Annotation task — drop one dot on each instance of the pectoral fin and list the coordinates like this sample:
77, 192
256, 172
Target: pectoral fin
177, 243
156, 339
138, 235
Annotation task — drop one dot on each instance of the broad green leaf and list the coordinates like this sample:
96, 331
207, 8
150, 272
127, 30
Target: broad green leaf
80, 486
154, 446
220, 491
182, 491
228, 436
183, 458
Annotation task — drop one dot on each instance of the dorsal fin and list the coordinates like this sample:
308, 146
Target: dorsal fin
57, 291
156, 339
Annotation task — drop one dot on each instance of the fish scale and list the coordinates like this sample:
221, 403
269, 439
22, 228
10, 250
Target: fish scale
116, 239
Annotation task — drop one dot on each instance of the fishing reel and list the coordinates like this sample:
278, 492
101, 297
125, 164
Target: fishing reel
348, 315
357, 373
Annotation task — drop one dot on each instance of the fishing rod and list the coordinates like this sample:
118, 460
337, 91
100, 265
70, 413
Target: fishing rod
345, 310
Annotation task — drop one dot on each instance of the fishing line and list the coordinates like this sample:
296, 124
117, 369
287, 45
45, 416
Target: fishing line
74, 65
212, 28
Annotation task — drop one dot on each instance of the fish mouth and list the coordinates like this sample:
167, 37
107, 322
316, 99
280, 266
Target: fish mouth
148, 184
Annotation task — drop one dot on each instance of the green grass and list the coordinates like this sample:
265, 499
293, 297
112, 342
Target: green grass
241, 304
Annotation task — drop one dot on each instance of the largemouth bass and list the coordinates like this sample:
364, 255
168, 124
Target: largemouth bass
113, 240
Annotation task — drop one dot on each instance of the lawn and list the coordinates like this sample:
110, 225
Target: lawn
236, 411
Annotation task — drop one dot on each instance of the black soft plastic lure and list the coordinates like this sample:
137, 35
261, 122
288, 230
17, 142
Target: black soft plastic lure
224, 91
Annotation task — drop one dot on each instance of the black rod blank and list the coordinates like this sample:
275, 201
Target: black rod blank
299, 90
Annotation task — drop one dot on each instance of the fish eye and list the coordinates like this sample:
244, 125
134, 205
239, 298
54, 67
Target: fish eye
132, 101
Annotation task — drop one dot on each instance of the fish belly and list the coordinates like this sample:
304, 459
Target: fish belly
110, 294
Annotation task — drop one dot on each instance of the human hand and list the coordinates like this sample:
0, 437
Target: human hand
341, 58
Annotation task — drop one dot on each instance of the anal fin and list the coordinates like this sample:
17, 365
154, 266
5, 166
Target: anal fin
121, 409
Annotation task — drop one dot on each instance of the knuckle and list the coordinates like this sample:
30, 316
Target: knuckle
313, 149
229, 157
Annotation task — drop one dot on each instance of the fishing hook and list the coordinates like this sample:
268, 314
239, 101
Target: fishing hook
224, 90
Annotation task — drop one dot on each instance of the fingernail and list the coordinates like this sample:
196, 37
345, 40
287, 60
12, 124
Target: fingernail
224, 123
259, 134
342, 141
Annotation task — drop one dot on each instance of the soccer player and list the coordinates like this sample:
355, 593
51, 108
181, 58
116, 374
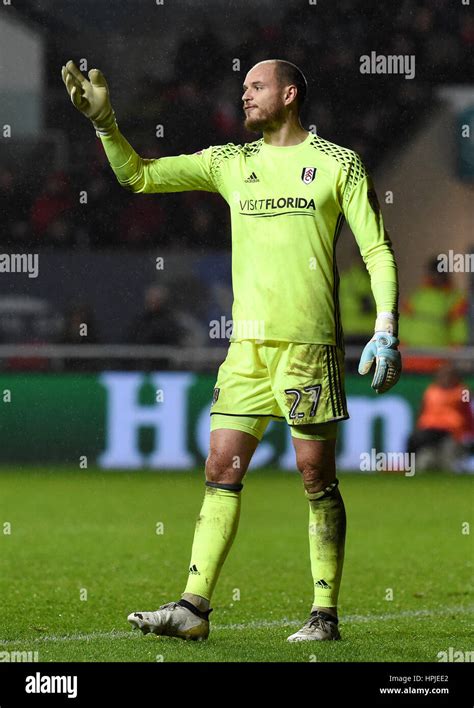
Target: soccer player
289, 193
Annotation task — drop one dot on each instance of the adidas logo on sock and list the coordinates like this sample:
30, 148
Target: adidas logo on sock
252, 178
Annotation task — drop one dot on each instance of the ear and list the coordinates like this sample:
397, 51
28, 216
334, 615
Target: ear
290, 94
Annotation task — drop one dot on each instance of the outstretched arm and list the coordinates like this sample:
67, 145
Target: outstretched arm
167, 174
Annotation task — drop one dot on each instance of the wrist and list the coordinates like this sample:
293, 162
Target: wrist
387, 322
105, 125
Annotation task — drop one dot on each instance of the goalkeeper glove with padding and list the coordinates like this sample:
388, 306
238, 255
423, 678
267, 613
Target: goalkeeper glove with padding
90, 97
382, 349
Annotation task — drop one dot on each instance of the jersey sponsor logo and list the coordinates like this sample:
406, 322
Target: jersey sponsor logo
252, 178
308, 174
277, 206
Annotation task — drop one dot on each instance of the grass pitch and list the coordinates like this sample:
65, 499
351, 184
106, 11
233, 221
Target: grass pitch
79, 550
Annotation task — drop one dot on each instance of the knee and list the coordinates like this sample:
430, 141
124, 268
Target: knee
222, 469
316, 476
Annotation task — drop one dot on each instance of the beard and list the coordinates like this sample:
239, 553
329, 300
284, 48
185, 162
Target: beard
267, 120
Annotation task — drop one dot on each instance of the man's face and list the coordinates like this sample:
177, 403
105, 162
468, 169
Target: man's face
264, 106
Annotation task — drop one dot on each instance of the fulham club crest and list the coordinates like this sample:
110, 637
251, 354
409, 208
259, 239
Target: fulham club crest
308, 174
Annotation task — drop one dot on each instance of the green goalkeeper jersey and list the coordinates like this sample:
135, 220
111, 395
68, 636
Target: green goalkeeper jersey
287, 206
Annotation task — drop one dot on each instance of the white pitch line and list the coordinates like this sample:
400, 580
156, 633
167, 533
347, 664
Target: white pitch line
257, 624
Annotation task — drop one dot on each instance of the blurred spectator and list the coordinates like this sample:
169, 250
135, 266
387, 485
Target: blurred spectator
79, 325
50, 205
445, 428
436, 313
158, 323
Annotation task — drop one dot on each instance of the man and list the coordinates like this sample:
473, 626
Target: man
288, 193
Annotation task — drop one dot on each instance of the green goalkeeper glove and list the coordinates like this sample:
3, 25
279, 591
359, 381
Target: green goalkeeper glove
90, 97
383, 349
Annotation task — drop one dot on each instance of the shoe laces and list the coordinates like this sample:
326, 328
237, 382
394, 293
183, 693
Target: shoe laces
318, 619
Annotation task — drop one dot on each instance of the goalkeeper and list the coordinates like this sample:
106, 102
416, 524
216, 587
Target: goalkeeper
289, 193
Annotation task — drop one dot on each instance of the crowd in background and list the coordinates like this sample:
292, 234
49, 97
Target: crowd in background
200, 105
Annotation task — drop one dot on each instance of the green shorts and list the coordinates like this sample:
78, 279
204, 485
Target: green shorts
300, 383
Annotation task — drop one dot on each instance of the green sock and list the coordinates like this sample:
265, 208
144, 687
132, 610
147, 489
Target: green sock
215, 531
327, 533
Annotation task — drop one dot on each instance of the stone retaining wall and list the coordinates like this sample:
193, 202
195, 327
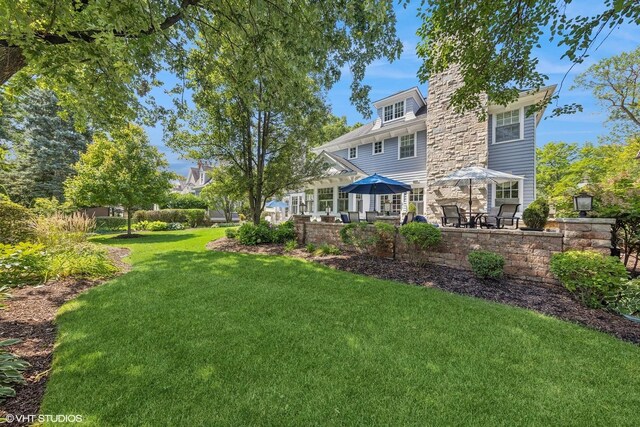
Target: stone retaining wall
527, 253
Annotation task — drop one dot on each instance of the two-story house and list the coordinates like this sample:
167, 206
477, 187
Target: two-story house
417, 141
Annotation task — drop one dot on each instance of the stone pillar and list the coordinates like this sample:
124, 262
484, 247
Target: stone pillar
300, 225
586, 234
454, 141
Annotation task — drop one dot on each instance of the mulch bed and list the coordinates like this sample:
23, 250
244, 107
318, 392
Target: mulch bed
29, 316
548, 299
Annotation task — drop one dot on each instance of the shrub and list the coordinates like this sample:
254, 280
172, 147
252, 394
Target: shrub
11, 369
251, 234
284, 232
626, 300
193, 217
81, 260
360, 236
290, 245
15, 223
536, 214
326, 249
421, 234
23, 264
486, 265
589, 275
110, 223
184, 201
60, 229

++++++++++

### Prompt
When you transcribe the entries, reproduce each line exactly and skip any picture.

### Finished exercise
Annotation task — drop one dot on each instance of the pectoral fin and list the coordinates like this sample:
77, 192
256, 172
Target: pectoral fin
177, 243
156, 339
138, 235
Annotation task — drop one dot on each instance of the broad green leaf and list the coordinates like this sample:
96, 331
207, 8
150, 272
127, 30
Target: broad green leaf
80, 486
154, 446
220, 491
182, 491
228, 436
183, 458
Annotation task — drop one dot on each instance of the dorsal fin and list the coordinates like this sample:
308, 146
Target: dorsal fin
57, 291
156, 339
Annotation task — drop one dot on each instance of the fish scale and list the coordinates like this sample:
221, 403
269, 439
22, 228
10, 250
Target: fish scale
116, 239
Annotation task — drop one dot on each instance of the fishing reel and list the coordinates like this sample:
278, 492
101, 297
125, 164
Target: fishing reel
348, 315
357, 373
Annotation task — drop one dot on each instance of the fishing rod and list the coordinates like this sample:
118, 460
337, 91
100, 265
70, 413
Target: fishing rod
345, 310
Annotation task — drop one dot on each instance of the fishing line and list the coordinates like this sample:
296, 124
117, 369
287, 45
45, 416
Target: fishing line
74, 65
212, 28
Annotation task — drop one dot on each instance of the fish mouth and list the coordinates like this sample:
167, 37
107, 322
316, 99
280, 266
Target: fish mouth
148, 184
Annotation task — drop one dot on each instance of the green grass and list the coordinates like this sample:
265, 499
293, 297
112, 342
Target: green grass
241, 304
Annotation task — drop one dot on each instance of the largemouth bass and list the coordinates like this sample:
364, 255
168, 124
Target: largemouth bass
113, 240
Annotation task — drop one dot on each instance of the lawn and list the coordinates like this sample:
110, 225
Target: lawn
236, 411
Annotation task — drop one dot on each instance of the black soft plastic lure and list the coordinates like this sample:
137, 35
261, 122
288, 230
17, 142
Target: black soft plastic lure
224, 91
Annotation task — drop one dot on each instance of the black rod blank and list the coordinates like this sample:
275, 201
Target: black rod blank
299, 90
Annotation task — drop one dot on each instance of the fish eye and list the coordinates like this sample:
244, 125
134, 205
239, 298
54, 67
Target: fish eye
132, 101
Annotation task — drop one dot on each instance of the fish belly and list the coordinates like this sample:
304, 459
Target: fish belly
110, 294
Annotation task — drop one dot on each instance of the human hand and list the coordinates like this sample:
0, 437
Target: human hand
341, 58
Annotation task — drop one dot on each instance of the anal fin and list the coordinates like this sample:
17, 365
154, 266
5, 166
Target: anal fin
121, 409
Annotation task — drop one dot on each instance of the knuckle and list the coordinates like this sample:
30, 316
Target: knuckle
313, 149
229, 157
Annotation task — drop one dot on each instance of the fishing hook and list the coordinates like this sample:
268, 314
239, 101
Target: fishing hook
224, 90
Annotation task — drop one dot on each instance of the fingernail and list the coordinates like this sample:
196, 37
345, 40
287, 60
12, 124
Target: fingernail
224, 123
259, 134
342, 141
Annotation task — drop one dot on each instance of the soccer player and list the coordinates like this sample:
355, 593
51, 108
181, 58
116, 374
Target: soccer player
289, 193
Annotation task — drop one dot on each instance of the adidas logo on sock and list the coordinates like this sample:
30, 148
Target: adidas logo on sock
252, 178
Annotation task — drop one dot on each instance of the ear and list the coordinates like this sample:
397, 51
28, 216
334, 615
Target: ear
290, 94
Annotation task — drop one dot on each instance of the outstretched arm and list the coordinates like this sample:
67, 145
Target: outstretched arm
167, 174
Annotation task — drop one dot on each instance of the wrist and list the coordinates like this sample:
293, 162
Target: wrist
387, 322
105, 125
Annotation task — drop one dot on each instance of the goalkeeper glove with padding and list the coordinates like this sample:
388, 306
238, 255
423, 678
267, 613
Target: goalkeeper glove with padding
90, 97
382, 349
Annotation task — drop one dot on each instance of the jersey sponsor logo and list the coordinates like this sample:
406, 322
Target: jersey sponsor logo
252, 178
308, 174
277, 206
Annotation task — drop one dot on each instance of the grass pitch and list the coordinates like this sample:
65, 499
351, 184
106, 11
233, 221
Target: grass pitch
79, 550
Annotation task — drop one dot on each instance of the knee and list the coordinates like this sample:
430, 141
124, 268
Target: knee
222, 469
316, 476
Annotation task — drop one dot on each instance of the beard and list the coordinates like this sample:
239, 553
329, 300
284, 48
185, 162
Target: beard
267, 120
Annotation task — drop one dot on each instance of the man's face and list the coordinates like this sample:
177, 403
105, 162
468, 169
Target: man's face
264, 106
Annotation task — drop one dot on each instance of the fulham club crest and list the coordinates like this sample:
110, 637
251, 354
409, 208
259, 239
Target: fulham club crest
308, 174
Annotation task — drop one dot on each instance of the green goalkeeper jersey and list the coordinates like this sample:
135, 220
111, 395
68, 636
Target: green goalkeeper jersey
287, 206
Annotation task — drop one dot on each instance of the white pitch line and list the coordinates like this sample:
400, 580
156, 633
167, 533
347, 664
Target: white pitch line
257, 624
Annotation task — drop one dot on each instance of the blurred spectator and list the coordinates like this sample:
169, 250
135, 266
387, 485
Target: blurred spectator
79, 325
50, 205
445, 428
436, 313
158, 323
Annotation task — drop one dot on each instance of the man and list the coordinates like this sample:
473, 626
Target: man
288, 193
Annotation task — drop one dot on each instance of the green goalkeeper glove and list the coordinates like this sample:
3, 25
279, 591
359, 381
Target: green goalkeeper glove
90, 97
383, 349
Annotation task — drop one dot on each instance of the shoe laces and list the coordinates like this sample:
326, 328
237, 382
394, 293
183, 693
Target: shoe laces
318, 619
Annotation task — drop one dot on each instance of the goalkeeper and list the coordinates like this sample:
106, 102
416, 524
216, 587
Target: goalkeeper
289, 193
Annotation task — drop one dot on each instance of the crowd in background and list the coordinates like this sample:
292, 234
49, 97
Target: crowd in background
200, 105
Annotation task — drop one dot on each instance of the green shorts and list the coordinates like this sample:
78, 279
204, 485
Target: green shorts
300, 383
Annotation task — drop one dot on each instance of the green sock and list the coordinates like this sample:
265, 208
144, 687
132, 610
147, 489
Target: green sock
215, 531
327, 533
Annotation task — drop one dot on each instance of the stone retaining wall and list the coordinates like this sample:
193, 202
195, 327
Target: stone retaining wall
527, 253
Annotation task — drop one dot on each instance of the two-story house and list the coordinates like this sample:
167, 206
477, 187
Target: two-story house
417, 141
Annotation task — drop one dot on each instance of the stone pillar and list the coordinates like this sample:
124, 262
484, 247
Target: stone pillar
300, 225
586, 234
454, 141
Annotation task — drop one dot on each instance of the mulch bed and list the coordinates like this sample:
23, 250
244, 107
318, 392
Target: mulch bed
29, 316
548, 299
Annotation task — drop one dot on each instance of the shrub and list the coordinates like this sample:
254, 280
172, 147
252, 394
Target: shrub
11, 369
251, 234
284, 232
626, 300
193, 217
81, 260
360, 236
290, 245
15, 223
536, 214
326, 249
421, 234
23, 264
486, 265
589, 275
110, 223
184, 201
60, 229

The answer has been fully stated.